Start of Supplied data

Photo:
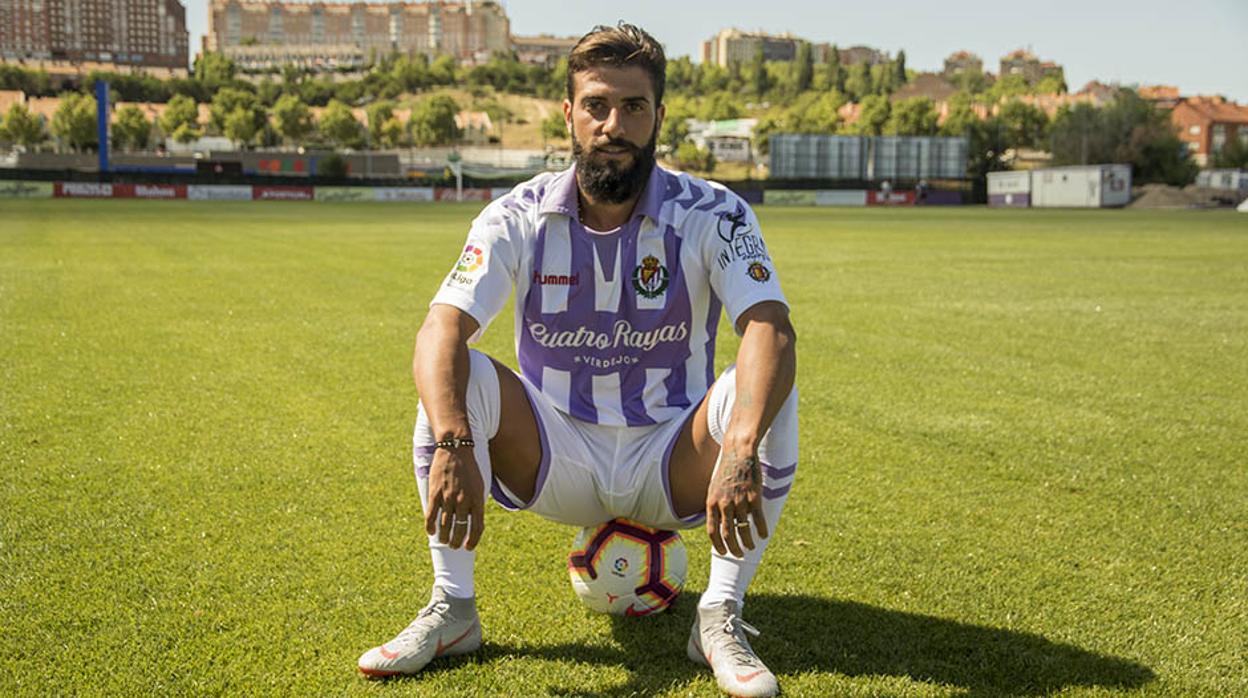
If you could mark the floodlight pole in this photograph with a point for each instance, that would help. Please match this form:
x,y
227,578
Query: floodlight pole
x,y
101,124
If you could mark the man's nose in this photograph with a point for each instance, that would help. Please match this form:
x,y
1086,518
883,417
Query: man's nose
x,y
613,126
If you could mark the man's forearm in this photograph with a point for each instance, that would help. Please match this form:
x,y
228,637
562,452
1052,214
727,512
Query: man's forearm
x,y
441,370
765,371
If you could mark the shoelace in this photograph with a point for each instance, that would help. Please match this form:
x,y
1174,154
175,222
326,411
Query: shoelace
x,y
740,649
432,609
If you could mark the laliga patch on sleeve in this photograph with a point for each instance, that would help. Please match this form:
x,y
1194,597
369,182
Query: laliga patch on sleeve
x,y
759,272
469,267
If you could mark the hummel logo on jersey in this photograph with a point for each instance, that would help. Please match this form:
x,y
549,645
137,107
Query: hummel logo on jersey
x,y
555,279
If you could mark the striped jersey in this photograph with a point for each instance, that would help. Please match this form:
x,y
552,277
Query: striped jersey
x,y
615,327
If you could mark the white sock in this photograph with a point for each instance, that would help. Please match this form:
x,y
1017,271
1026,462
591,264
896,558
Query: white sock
x,y
453,568
730,576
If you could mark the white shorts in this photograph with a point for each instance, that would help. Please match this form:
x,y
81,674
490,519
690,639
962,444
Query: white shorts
x,y
590,473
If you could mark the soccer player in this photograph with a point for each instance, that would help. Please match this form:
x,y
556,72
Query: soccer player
x,y
620,271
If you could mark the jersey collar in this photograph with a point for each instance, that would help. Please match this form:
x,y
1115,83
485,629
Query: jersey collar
x,y
562,195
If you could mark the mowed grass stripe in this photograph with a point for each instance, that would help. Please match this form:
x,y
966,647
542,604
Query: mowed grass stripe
x,y
1022,458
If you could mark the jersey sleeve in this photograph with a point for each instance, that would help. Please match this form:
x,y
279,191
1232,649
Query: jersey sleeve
x,y
484,274
740,267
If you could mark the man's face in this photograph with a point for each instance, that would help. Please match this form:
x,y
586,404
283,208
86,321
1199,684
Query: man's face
x,y
613,121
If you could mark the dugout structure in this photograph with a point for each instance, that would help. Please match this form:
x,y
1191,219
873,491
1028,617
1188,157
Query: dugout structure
x,y
815,156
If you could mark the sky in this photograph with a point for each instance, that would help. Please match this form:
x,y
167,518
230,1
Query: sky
x,y
1198,45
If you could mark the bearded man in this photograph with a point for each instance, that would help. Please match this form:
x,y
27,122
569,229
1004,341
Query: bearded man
x,y
620,271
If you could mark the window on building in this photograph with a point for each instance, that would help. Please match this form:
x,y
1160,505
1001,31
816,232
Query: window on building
x,y
1219,137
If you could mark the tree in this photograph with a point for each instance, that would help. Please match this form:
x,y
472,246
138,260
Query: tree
x,y
915,116
688,156
226,106
131,130
21,126
1009,86
858,81
74,121
554,127
1234,154
805,66
831,74
241,126
758,71
392,132
443,70
292,119
433,121
961,116
719,106
874,113
215,70
181,119
1127,130
378,114
1026,125
338,125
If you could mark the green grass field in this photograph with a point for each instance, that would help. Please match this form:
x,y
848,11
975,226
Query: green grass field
x,y
1025,462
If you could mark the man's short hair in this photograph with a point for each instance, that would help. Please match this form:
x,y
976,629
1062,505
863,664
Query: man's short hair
x,y
619,46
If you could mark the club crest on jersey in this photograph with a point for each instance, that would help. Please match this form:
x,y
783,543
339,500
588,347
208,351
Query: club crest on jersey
x,y
730,225
471,261
650,277
759,272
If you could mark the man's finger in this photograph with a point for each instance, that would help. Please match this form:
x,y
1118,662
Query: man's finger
x,y
458,526
444,525
431,515
728,527
478,525
716,541
744,531
760,520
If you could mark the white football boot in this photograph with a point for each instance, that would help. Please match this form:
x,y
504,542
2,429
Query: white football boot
x,y
448,626
718,641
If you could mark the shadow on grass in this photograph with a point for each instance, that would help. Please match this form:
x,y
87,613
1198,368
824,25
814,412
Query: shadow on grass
x,y
803,634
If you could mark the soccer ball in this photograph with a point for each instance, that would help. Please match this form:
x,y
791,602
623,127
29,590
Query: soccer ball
x,y
625,568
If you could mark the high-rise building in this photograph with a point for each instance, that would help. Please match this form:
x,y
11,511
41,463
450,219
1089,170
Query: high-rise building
x,y
129,33
733,46
337,35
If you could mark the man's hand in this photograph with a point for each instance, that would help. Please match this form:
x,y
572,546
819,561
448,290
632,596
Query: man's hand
x,y
457,498
734,496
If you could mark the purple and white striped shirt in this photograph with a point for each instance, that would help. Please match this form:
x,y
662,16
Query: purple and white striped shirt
x,y
615,327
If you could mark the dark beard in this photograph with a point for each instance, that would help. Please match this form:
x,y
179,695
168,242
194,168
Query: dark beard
x,y
607,181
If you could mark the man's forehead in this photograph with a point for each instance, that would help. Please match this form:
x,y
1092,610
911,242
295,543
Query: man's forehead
x,y
627,81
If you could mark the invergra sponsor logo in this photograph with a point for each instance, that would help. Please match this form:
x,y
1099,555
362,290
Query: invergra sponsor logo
x,y
746,247
622,335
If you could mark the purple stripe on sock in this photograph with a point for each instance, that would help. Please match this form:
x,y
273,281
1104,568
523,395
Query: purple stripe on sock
x,y
778,473
769,493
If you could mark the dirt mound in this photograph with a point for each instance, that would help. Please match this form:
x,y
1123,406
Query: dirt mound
x,y
1163,196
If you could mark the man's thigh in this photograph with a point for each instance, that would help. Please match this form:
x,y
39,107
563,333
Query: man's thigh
x,y
542,462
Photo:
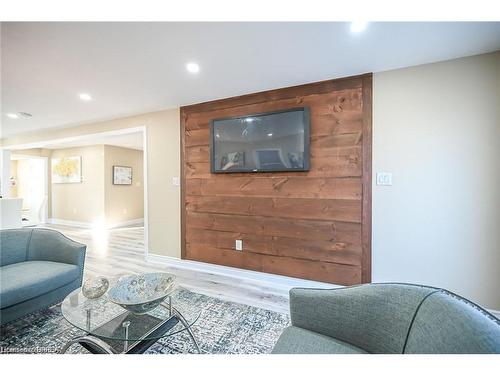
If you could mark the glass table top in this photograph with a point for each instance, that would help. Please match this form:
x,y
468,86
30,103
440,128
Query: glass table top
x,y
102,318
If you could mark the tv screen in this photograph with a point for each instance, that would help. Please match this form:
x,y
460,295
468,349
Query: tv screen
x,y
266,142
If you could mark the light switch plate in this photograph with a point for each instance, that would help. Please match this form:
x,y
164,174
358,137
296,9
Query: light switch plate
x,y
239,245
384,179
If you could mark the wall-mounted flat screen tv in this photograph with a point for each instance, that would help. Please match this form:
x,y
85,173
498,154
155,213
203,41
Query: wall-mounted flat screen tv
x,y
265,142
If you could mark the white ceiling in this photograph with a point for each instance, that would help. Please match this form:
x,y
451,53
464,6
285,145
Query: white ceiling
x,y
130,140
132,68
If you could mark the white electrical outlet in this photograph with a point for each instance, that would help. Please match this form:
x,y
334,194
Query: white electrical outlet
x,y
239,245
384,179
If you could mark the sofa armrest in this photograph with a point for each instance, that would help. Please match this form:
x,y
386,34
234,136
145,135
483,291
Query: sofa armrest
x,y
374,317
50,245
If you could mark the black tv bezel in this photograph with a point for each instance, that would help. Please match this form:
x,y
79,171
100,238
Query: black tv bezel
x,y
307,140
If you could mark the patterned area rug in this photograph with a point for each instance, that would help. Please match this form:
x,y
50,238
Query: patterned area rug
x,y
223,328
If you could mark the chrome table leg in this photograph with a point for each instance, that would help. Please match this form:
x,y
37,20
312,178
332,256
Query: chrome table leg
x,y
184,322
96,344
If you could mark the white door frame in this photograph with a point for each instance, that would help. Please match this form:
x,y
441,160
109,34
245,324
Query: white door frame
x,y
45,185
96,136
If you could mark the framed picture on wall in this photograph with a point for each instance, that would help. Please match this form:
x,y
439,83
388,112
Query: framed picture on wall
x,y
67,170
122,175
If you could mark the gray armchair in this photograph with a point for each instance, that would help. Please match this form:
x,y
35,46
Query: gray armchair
x,y
38,268
387,318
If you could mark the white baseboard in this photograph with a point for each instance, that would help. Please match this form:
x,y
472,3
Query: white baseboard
x,y
88,225
69,223
266,279
126,223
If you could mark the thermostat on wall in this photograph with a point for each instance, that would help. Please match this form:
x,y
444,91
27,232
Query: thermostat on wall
x,y
384,178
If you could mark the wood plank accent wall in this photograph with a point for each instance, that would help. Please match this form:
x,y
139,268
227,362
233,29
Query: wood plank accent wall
x,y
314,225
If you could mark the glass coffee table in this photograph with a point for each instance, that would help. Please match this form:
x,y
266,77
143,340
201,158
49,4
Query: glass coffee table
x,y
110,329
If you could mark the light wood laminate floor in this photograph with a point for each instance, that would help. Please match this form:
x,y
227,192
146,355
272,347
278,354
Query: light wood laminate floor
x,y
114,252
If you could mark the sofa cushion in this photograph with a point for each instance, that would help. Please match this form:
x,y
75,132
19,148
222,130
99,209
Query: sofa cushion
x,y
14,245
374,317
447,324
22,281
295,340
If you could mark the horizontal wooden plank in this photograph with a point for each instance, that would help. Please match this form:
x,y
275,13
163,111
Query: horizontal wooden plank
x,y
324,87
339,145
324,121
337,162
327,251
272,226
261,186
297,208
335,140
341,274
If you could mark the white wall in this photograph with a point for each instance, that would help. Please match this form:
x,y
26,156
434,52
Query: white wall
x,y
436,127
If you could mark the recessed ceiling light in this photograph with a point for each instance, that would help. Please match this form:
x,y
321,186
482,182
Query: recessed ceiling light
x,y
85,97
192,67
357,26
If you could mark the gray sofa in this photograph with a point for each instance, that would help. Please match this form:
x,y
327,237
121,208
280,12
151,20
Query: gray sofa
x,y
38,268
386,318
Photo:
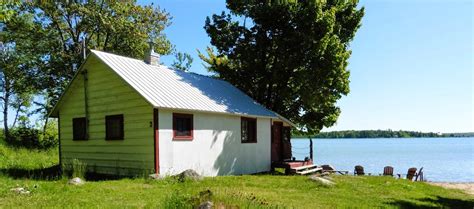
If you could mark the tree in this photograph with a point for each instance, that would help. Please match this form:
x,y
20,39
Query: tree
x,y
183,61
59,28
290,56
16,73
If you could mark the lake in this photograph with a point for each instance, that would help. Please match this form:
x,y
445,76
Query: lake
x,y
442,159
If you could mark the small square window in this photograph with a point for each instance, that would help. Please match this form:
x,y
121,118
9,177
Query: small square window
x,y
114,127
79,129
182,126
248,130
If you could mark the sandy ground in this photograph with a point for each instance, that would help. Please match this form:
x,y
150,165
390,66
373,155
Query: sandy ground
x,y
467,187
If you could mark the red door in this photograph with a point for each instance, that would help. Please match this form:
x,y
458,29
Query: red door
x,y
276,141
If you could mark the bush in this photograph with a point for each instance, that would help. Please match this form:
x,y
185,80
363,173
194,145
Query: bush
x,y
33,138
75,168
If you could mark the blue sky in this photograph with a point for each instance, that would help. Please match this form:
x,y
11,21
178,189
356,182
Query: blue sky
x,y
411,65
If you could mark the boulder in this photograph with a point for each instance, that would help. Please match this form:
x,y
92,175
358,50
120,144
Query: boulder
x,y
157,176
328,168
20,190
189,174
321,180
76,181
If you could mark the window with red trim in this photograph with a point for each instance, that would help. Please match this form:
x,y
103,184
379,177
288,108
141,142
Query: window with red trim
x,y
182,126
248,130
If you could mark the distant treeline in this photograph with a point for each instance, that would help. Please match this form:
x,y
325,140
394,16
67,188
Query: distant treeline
x,y
384,134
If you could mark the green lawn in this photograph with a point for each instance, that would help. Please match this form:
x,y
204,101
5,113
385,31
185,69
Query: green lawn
x,y
29,169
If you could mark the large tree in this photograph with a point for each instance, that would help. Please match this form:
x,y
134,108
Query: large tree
x,y
290,56
57,29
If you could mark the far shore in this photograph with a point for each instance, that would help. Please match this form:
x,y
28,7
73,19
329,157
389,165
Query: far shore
x,y
467,187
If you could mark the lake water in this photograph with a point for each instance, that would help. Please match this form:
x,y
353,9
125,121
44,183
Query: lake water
x,y
442,159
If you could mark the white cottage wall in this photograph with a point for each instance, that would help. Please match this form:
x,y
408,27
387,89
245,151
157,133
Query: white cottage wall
x,y
216,148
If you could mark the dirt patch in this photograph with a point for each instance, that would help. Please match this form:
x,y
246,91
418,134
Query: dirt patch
x,y
466,187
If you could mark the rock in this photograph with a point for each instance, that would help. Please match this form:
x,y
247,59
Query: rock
x,y
189,174
76,181
328,168
206,205
321,180
18,190
157,176
25,192
325,174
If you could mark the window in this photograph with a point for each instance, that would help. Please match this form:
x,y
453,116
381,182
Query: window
x,y
182,126
249,130
114,127
79,129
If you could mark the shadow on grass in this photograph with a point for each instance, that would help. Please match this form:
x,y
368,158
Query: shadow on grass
x,y
438,201
49,173
53,173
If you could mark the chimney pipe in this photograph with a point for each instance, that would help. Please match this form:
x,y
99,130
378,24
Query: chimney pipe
x,y
151,57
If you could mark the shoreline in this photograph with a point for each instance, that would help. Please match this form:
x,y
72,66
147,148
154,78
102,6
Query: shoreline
x,y
467,187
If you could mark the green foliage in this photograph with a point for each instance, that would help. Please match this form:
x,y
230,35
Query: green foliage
x,y
30,137
177,200
75,168
290,56
48,35
247,191
183,61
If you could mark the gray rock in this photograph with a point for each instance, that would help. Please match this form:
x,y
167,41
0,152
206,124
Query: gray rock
x,y
20,190
328,168
157,176
189,174
321,180
206,205
76,181
325,174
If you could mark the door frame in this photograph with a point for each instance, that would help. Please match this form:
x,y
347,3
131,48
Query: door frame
x,y
279,151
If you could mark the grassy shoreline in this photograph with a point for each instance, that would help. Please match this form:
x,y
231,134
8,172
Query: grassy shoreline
x,y
248,191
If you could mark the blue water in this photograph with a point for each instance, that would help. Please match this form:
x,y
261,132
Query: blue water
x,y
442,159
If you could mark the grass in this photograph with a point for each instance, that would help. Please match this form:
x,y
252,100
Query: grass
x,y
249,191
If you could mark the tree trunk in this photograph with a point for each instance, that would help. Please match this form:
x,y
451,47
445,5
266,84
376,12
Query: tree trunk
x,y
6,98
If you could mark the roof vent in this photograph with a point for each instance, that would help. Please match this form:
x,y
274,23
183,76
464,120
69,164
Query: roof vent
x,y
151,57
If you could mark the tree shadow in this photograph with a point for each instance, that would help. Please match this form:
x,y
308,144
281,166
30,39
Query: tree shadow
x,y
53,173
48,173
440,202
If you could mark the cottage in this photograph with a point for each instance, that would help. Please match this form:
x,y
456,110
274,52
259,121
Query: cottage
x,y
127,116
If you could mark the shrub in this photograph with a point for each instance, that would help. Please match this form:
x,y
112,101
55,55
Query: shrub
x,y
75,168
33,138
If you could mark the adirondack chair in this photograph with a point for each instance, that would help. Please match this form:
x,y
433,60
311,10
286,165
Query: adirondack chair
x,y
388,171
411,173
359,170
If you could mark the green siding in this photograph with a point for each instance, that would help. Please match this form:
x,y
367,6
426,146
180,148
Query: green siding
x,y
108,95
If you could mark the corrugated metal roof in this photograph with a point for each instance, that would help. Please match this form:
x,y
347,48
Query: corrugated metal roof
x,y
174,89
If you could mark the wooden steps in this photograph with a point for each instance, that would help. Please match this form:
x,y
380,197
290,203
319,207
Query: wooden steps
x,y
307,169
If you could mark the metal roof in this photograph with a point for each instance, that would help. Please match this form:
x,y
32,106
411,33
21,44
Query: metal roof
x,y
168,88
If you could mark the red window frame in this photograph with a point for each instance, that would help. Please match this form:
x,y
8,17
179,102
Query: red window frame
x,y
252,136
191,131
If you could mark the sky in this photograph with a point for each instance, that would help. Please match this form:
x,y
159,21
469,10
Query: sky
x,y
411,65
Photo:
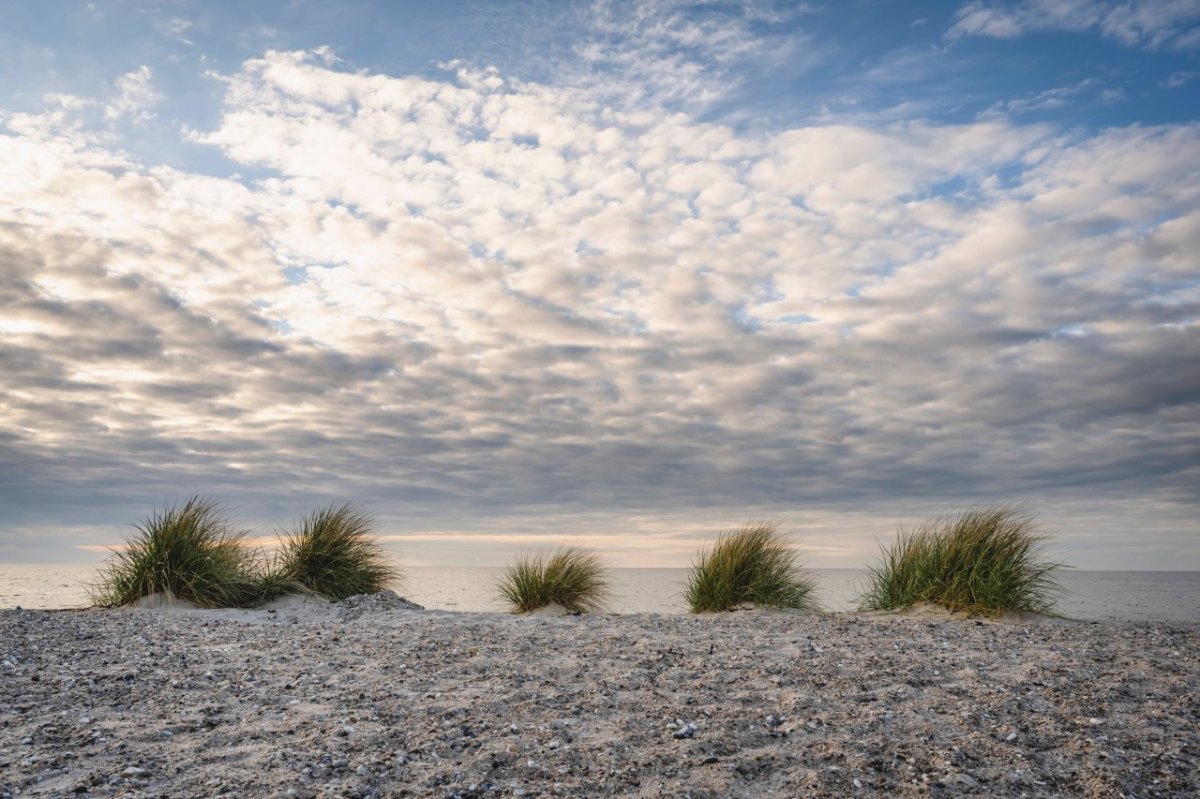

End of Supplied data

How many lines in the items above contain the word "outlet"? Reply with the number alone.

2